**Tasks to perform**
1 – Copy everything in the comment thread on health care from "There is no" down to "a bad analogy.".
2 – Rewrite the paragraph of the comment thread on health care that begins "Taxi demand is actually usually quite easy" in a shorter form that keeps its main facts.
3 – Pick up the comment thread on health care after its final sentence and keep writing it.

**Reading text**
There is no emphasis on long term planning or prevention.

Everyone is grabbing with both hands.

29. notmyjob ◴[] No.45157677{3}[source]
“Everywhere else in the world manages it better than we do”

If that were true, why do people come to get health care in the US? (Because we have better healthcare and it’s free if you don’t have money or aren’t a citizen.)

30. kstrauser ◴[] No.45157713{6}[source]
I wasn’t arguing that. I was pointing out that this was a bad analogy.
31. mattnewton ◴[] No.45158602{4}[source]
Taxi demand is actually usually quite easy to forecast for an individual, which makes planning alternative competition easier, although we often don’t try anymore because we’re used to good app competition. This is before even getting to how much lower the infrastructure and personnel barriers are to competing in the medical space versus the taxi space.

(Records excerpted from a collection)
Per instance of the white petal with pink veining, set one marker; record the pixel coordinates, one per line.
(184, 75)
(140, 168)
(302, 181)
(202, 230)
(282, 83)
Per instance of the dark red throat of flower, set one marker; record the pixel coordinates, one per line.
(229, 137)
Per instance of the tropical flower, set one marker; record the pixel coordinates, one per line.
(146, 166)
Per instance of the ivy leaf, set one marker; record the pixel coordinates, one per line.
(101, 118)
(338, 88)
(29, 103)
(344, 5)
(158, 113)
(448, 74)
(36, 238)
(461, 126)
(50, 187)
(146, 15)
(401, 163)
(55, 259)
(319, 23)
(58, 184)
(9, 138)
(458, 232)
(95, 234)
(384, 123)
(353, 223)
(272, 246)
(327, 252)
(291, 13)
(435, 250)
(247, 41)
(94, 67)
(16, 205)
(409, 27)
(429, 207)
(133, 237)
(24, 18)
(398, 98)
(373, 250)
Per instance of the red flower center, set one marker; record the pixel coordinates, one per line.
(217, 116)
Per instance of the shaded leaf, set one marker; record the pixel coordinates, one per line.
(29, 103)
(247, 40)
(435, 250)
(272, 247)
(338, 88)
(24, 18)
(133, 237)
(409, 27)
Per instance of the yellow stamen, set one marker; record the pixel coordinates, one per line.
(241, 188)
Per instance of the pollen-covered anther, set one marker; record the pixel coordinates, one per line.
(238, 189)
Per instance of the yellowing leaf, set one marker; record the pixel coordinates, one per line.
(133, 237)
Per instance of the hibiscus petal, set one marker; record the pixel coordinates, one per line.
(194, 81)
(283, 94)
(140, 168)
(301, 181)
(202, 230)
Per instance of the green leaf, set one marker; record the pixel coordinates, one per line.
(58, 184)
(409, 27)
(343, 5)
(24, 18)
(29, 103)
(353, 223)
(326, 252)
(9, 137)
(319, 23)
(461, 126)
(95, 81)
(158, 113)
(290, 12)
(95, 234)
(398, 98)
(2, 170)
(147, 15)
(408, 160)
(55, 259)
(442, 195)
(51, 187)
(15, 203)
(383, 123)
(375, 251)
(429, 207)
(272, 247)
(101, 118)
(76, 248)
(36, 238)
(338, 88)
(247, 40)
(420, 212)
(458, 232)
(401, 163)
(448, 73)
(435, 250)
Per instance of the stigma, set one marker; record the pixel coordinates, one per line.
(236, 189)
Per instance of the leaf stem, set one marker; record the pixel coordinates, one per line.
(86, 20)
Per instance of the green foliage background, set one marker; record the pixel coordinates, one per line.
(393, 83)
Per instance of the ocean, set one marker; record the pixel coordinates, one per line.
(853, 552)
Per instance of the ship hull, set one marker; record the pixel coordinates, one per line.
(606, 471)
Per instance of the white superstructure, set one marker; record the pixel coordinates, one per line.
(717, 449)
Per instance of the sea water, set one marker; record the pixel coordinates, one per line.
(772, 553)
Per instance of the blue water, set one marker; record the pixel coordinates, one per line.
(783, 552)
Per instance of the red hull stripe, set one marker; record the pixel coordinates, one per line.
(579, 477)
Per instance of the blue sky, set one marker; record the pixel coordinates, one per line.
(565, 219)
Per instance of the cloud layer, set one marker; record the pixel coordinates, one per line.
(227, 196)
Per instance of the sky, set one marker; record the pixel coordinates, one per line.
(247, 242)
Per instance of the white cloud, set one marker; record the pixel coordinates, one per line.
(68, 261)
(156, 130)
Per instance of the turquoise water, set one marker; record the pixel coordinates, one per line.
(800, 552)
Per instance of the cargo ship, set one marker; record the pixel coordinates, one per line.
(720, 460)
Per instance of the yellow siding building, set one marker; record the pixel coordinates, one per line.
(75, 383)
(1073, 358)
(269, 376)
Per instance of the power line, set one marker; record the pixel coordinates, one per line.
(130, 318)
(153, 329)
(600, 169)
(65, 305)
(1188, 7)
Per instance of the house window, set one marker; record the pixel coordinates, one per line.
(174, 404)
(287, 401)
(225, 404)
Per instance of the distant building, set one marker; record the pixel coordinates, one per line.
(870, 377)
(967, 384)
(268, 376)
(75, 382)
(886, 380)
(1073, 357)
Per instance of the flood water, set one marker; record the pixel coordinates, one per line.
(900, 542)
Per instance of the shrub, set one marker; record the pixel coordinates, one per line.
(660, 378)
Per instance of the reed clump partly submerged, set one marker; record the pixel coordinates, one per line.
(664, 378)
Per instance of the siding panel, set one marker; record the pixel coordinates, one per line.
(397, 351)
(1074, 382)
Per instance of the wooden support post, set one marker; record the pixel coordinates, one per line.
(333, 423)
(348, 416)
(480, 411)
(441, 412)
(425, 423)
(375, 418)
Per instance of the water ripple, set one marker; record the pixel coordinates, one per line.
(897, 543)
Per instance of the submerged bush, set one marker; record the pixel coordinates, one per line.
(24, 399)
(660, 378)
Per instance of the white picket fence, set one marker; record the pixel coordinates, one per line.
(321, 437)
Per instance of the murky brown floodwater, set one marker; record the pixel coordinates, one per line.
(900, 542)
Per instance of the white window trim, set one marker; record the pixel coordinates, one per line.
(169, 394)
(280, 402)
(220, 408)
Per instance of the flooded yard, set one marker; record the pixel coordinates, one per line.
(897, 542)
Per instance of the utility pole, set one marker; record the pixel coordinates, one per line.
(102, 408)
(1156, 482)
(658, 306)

**Set of answers**
1 –
There is no emphasis on long term planning or prevention.

Everyone is grabbing with both hands.

29. notmyjob ◴[] No.45157677{3}[source]
“Everywhere else in the world manages it better than we do”

If that were true, why do people come to get health care in the US? (Because we have better healthcare and it’s free if you don’t have money or aren’t a citizen.)

30. kstrauser ◴[] No.45157713{6}[source]
I wasn’t arguing that. I was pointing out that this was a bad analogy.

2 – An individual's taxi demand is usually easy to forecast, which makes it easier to plan competing alternatives, though people often no longer try because app competition is good. The infrastructure and personnel barriers to competing are also much lower for taxis than in the medical space.

3 –
I know that most nights I am going to want to sleep in my own bed, this is somewhat inelastic sure, but not a surprise. The apps can’t raise prices too much however because they are in competition with us making plans to use the bus or call a friend. There is not a good equivalent in the medical world, it’s webmd and herbal compresses versus licensed doctors and prescription only drugs, with your life on the line.

32. pdonis ◴[] No.45161075{3}[source]
> how can you have a functioning marketplace for a good when the demand is hard to forecast for an individual, almost completely inelastic and often extremely time sensitive.

Most health care is not like this. Most health care is fairly routine: periodic physical exams and checkups, or getting evaluated when you have cold or flu symptoms. These sorts of things are much better provided for in a free market.

It's true that, if you have an emergency, it's probably not something that could have been forecast, and you don't have much of a choice about what care you need. That is indeed the sort of situation that insurance is intended for. But what we call "health insurance" isn't limited to those things. It also covers everything else--all the stuff above that isn't unpredictable or time sensitive. The result is a mess.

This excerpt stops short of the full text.